TEXT SECTION |
-=-=-

All the code and datasets are avalable at this github repo
I am currently working on a workflow for Species Distribution Modeling using the targets R package. I’ve encountered two issues in a specific part of my workflow. Firstly, I am downloading presences in parallel using the crew package since the actual dataset consists of around 40,000 species. I have provided the relevant code below:
library(targets)
source("R/functions.R")
library(crew)
tar_option_set(packages = c("readr", "SDMWorkflows", "janitor", "data.table"),
controller = crew_controller_local(workers = 6),
error = "null")
list(
tar_target(file, "First_10_species.csv", format = "file"),
# Read the file
tar_target(data, get_data(file)),
# Filter the species to only plants
tar_target(Only_Plants, filter_plants(data)),
# Parallelize and retrieve species presences for species within Denmark
tar_target(Presences,
get_plant_presences(Only_Plants),
pattern = map(Only_Plants)),
# summarize the number of presences per species
tar_target(Presence_summary, summarise_presences(Presences),
pattern = map(Presences)),
# Filter to only the species that have 5 presences
tar_target(Over_5, Filter_Over_5(Presence_summary))
)
The SDMWorkflows package is a package I made that you can install by using this code
remotes::install_github("Sustainscapes/SDMWorkflows")
The accompanying function script (R/functions.R) is as follows:
get_data <- function(file) {
readr::read_csv(file) |>
janitor::clean_names()
}
filter_plants <- function(df){
result <- df |>
dplyr::filter(kingdom == "Plantae") |>
dplyr::pull(species) |>
unique() |>
head(10)
return(result)
}
get_plant_presences <- function(species){
SDMWorkflows::GetOccs(Species = unique(species),
WriteFile = FALSE,
Log = FALSE,
country = "DK",
limit = 100000,
year='1999,2023')
}
summarise_presences <- function(df){
Sum <- as.data.table(df)[, .N, keyby = .(family, genus, species)]
return(Sum)
}
Filter_Over_5 <- function(DT){
DT[N > 5]
}
While the workflow appears to be working well, some species summaries are showing errors. The errors are documented in the following table and figure
name | error |
---|---|
Presence_summary_24c8afe2 | object genus not found |
Presence_summary_7044ad96 | object genus not found |
Presence_summary_a8f163ad | object genus not found |
Presence_summary_c7ecffc9 | object genus not found |
knitr::include_graphics("PlotTarget.png")

-=-=-

TO-DO LIST |
**a.** Do these statements agree with the post about the targets workflow? Answer yes or no for each and quote the deciding words from the post.
(i) The crew controller is set to run six workers.
(ii) Presences are retrieved for species within Sweden.
(iii) The filter_plants function keeps only rows whose kingdom is Fungi.
**b.** How would the post about the targets workflow go on from where it stops? Write the continuation.
You won't need the material.

Stored items from a collection |
-=-=-

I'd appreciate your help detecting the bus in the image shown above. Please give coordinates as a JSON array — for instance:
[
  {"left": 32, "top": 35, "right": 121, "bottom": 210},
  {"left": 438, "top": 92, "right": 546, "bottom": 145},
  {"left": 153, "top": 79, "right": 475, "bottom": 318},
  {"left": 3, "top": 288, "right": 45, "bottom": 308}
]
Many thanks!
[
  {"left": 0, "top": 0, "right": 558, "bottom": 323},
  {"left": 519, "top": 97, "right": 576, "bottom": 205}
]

-=-=-

TASK RESULTS |
**a.**
(i) Yes: "controller = crew_controller_local(workers = 6)"
(ii) No: "retrieve species presences for species within Denmark"
(iii) No: "dplyr::filter(kingdom == "Plantae")"

**b.**
These errors are expected for species that did not present presences within Denmark. However, the summary appears fine, and from the initial 10 presences, it generates a data.table with 6 species, as illustrated in this table:
family | genus | species | N |
---|---|---|---|
Pinaceae | Abies | Abies cephalonica | 1 |
Pinaceae | Abies | Abies koreana | 3 |
Pinaceae | Abies | Abies nordmanniana | 1130 |
Pinaceae | Abies | Abies sibirica | 14 |
Pinaceae | Abies | Abies veitchii | 2 |
Thuidiaceae | Abietinella | Abietinella abietina | 9 |
I have two specific questions:
-
Addressing Errors in summarise_presences: Despite the errors, the results of summarise_presences are as expected. How can I eliminate these errors from the summary?
-
Filtering Species in Presences for Plotting: Suppose I want to use the results of Presences to plot coordinates with a function like PlotPres, but I only want to include species that appear in the Over_5 object. How can I achieve this mapping, considering that the species have names instead of branches?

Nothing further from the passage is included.